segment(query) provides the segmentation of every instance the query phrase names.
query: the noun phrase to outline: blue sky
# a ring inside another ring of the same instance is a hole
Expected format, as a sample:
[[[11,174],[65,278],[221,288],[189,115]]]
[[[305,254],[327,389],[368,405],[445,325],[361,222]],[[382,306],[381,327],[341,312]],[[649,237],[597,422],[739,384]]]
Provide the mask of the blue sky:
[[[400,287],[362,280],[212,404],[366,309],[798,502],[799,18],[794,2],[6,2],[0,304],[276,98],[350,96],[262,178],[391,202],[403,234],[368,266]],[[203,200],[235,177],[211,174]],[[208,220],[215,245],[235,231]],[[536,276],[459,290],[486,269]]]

◆ **What you have to do**:
Copy out every line above, requests included, and offset each coordinate in the answer outlines by adding 34, leaving the format sample's numbers unchanged.

◆ **Worked answer**:
segment(query) provides the segmentation of every instance the query phrase names.
query: the noun phrase to outline: blue sky
# a ring inside another ring of the same instance is a hole
Expected format, as a sample:
[[[11,174],[65,278],[221,288],[189,115]]]
[[[305,254],[327,389],[368,405],[445,325],[361,222]],[[382,306],[381,327],[341,312]],[[649,237],[597,422],[739,384]]]
Provide the mask of the blue sky:
[[[434,321],[396,314],[246,438],[400,343],[832,536],[833,52],[828,36],[40,36],[34,338],[310,132],[384,130],[296,212],[425,236],[437,268],[402,300]],[[237,234],[269,211],[245,208]],[[242,254],[249,279],[269,265]],[[570,310],[493,324],[520,303]]]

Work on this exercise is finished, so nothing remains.